→ QUÉ HACER:
• A. Edita el fragmento del artículo sobre las gafas de sol que empieza en las palabras "Cuando en la" y acaba tras "sembrando el caos.", y sustituye "posguerra" por "postguerra".
• B. Continúa el artículo sobre las primeras gafas de sol en Almería a partir de donde termina.

→ TEXTO PROPORCIONADO:
El sueño de tener unas gafas Ray Ban

En 1943 la Óptica de Santos, en la calle de las Tiendas, ya vendía gafas protectoras del sol

Una mujer frente a la fachada lateral de la iglesia de San Sebastián.
Una mujer frente a la fachada lateral de la iglesia de San Sebastián. La Voz
Eduardo de Vicente
20:57 • 08 may. 2022

Las gafas de sol, que hoy forman parte de nuestra indumentaria cotidiana y están al alcance de todos los estratos sociales, llegó a ser un elemento terapéutico primero y más tarde un elitismo.



Cuando en la primavera de 1943 el óptico almeriense Martín de Santos puso en su escaparate de la calle de las Tiendas aquellas gafas extrañas con cristales oscuros que no tenían graduación, lo hizo movido por motivos sanitarios. Las entonces llamadas gafas para el sol no estaban pensadas como adorno ni para ser usadas por razones estéticas, sino por encima de todo para paliar las graves consecuencias que los efectos solares, unidos a las malas condiciones higiénicas, provocaban sobre los ojos. El sol de Almería era una fuente inagotable de cataratas, mientras que la miseria en la que vivía una parte de su población contribuía a agravar la enfermedad del tracoma. En los años de la posguerra los arrabales de la ciudad estaban llenos de ciegos y los médicos emprendían auténticas cruzadas para evitar que tanto las cataratas como el tracoma siguieran sembrando el caos. 



En este contexto de ojos heridos llegaron a las ópticas principales de Almería, que entonces eran la de Santos y la de Agustín Apoita, las primeras gafas para el sol.  Los médicos de cabecera, alertados por los oculistas, recomendaban a sus pacientes utilizar este tipo de gafas para evitar males mayores, pero su precio no estaba al alcance de los más modestos y no tardó en convertirse en un pequeño lujo de la alta sociedad.

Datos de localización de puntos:
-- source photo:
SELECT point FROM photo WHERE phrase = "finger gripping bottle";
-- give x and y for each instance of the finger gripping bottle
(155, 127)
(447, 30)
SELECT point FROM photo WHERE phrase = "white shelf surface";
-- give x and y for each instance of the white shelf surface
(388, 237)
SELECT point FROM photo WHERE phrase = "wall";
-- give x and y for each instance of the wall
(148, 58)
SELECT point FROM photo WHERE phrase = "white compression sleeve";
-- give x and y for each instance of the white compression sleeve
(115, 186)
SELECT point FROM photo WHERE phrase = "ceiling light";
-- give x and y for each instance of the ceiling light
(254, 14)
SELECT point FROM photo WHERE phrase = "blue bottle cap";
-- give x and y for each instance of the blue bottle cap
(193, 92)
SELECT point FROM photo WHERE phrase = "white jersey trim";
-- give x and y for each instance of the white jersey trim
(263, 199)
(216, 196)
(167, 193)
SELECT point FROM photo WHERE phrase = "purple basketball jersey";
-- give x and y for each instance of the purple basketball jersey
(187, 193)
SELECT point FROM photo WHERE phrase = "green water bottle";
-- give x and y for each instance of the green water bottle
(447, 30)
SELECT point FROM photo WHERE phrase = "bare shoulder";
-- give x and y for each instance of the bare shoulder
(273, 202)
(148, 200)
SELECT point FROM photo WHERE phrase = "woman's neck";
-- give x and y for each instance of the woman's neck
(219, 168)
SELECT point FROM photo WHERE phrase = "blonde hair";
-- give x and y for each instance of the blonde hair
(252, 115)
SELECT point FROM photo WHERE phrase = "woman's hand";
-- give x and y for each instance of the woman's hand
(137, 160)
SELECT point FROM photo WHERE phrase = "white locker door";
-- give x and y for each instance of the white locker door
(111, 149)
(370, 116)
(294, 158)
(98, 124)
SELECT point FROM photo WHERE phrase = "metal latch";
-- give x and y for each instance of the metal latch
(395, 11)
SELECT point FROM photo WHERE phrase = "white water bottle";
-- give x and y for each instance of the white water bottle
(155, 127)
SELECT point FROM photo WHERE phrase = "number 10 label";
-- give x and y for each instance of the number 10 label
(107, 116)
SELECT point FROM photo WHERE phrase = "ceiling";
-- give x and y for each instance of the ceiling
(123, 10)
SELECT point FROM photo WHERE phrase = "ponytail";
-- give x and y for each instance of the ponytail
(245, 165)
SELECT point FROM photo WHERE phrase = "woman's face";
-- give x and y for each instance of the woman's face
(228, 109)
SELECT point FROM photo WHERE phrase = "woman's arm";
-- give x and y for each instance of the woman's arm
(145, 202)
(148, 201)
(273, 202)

* * *

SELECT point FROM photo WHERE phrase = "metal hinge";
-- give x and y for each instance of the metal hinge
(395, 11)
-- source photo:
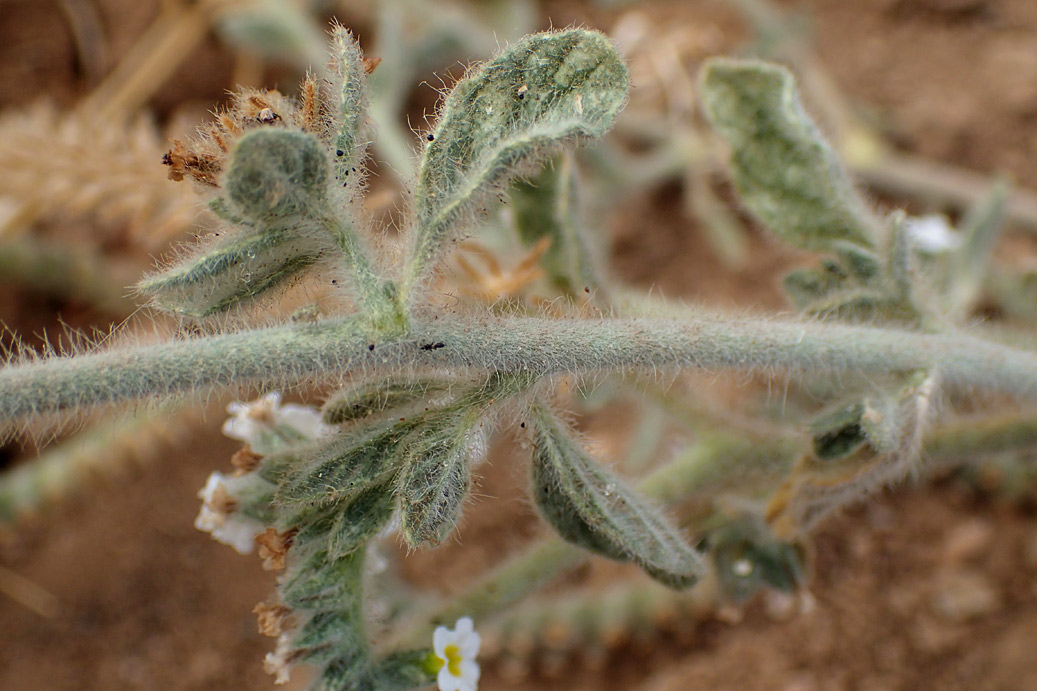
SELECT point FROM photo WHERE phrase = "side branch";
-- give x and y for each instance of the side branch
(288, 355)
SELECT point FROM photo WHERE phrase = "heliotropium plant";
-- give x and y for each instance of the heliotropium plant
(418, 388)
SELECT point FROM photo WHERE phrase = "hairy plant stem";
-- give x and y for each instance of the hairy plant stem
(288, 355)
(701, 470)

==

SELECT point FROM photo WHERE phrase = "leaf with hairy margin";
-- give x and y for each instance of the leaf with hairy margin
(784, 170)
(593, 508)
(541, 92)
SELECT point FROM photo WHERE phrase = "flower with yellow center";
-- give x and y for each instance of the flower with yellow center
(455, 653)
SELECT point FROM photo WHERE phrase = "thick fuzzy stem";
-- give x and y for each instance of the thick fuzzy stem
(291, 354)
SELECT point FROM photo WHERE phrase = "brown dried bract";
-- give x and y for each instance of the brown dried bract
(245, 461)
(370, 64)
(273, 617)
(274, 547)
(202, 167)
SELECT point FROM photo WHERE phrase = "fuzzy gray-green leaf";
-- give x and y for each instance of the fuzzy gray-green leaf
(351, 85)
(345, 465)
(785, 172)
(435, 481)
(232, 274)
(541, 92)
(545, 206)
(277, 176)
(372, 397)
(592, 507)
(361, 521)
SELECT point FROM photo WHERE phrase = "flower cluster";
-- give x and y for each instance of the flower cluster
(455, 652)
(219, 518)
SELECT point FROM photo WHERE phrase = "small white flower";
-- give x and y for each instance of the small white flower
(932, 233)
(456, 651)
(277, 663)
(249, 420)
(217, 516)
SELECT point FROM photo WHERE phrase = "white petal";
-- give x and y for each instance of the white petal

→ RESPUESTAS POR TAREA:
• A.
Cuando en la primavera de 1943 el óptico almeriense Martín de Santos puso en su escaparate de la calle de las Tiendas aquellas gafas extrañas con cristales oscuros que no tenían graduación, lo hizo movido por motivos sanitarios. Las entonces llamadas gafas para el sol no estaban pensadas como adorno ni para ser usadas por razones estéticas, sino por encima de todo para paliar las graves consecuencias que los efectos solares, unidos a las malas condiciones higiénicas, provocaban sobre los ojos. El sol de Almería era una fuente inagotable de cataratas, mientras que la miseria en la que vivía una parte de su población contribuía a agravar la enfermedad del tracoma. En los años de la postguerra los arrabales de la ciudad estaban llenos de ciegos y los médicos emprendían auténticas cruzadas para evitar que tanto las cataratas como el tracoma siguieran sembrando el caos.

• B.
El Gobernador



Las gafas de sol más famosas de la posguerra en Almería fueron sin duda las del Gobernador civil Manuel Urbina Carrera, que no se las quitaba ni para entrar al cine. Sus gafas tenían los cristales tan oscuros que era imposible adivinarle el movimiento de los ojos, lo que le permitía poder evadirse de cualquier ceremonia aburrida con facilidad y refugiarse allí donde habitaban las musarañas.



Nadie sabía si el Gobernador estaba atento al conferenciante de turno o estaba absorto en sus sueños con la mirada puesta en sus pensamientos, gracias a ese escudo que siempre llevaba puesto. Las gafas de Urbina Carrera crearon pronto tendencia y los políticos locales no tardaron en imitarlo. Aquel que cuando llegaba el mes de junio no llevaba sus gafas protectoras puestas se quedaba en fuera de juego.



En los años sesenta las gafas para el sol fueron derivando hacia una moda imparable, empujada por los vientos que soplaban del cine. Las grandes estrellas de las películas de entonces se veían más espléndidas si llevaban unas buenas gafas de sol. Después llegaron a nuestras playas los turistas, que acabaron de convencernos de que no se trataba de un lujo ni de un capricho, que aquellas gafas de cristales oscuros eran una necesidad en una tierra como la nuestra donde el sol no daba tregua durante todo el año.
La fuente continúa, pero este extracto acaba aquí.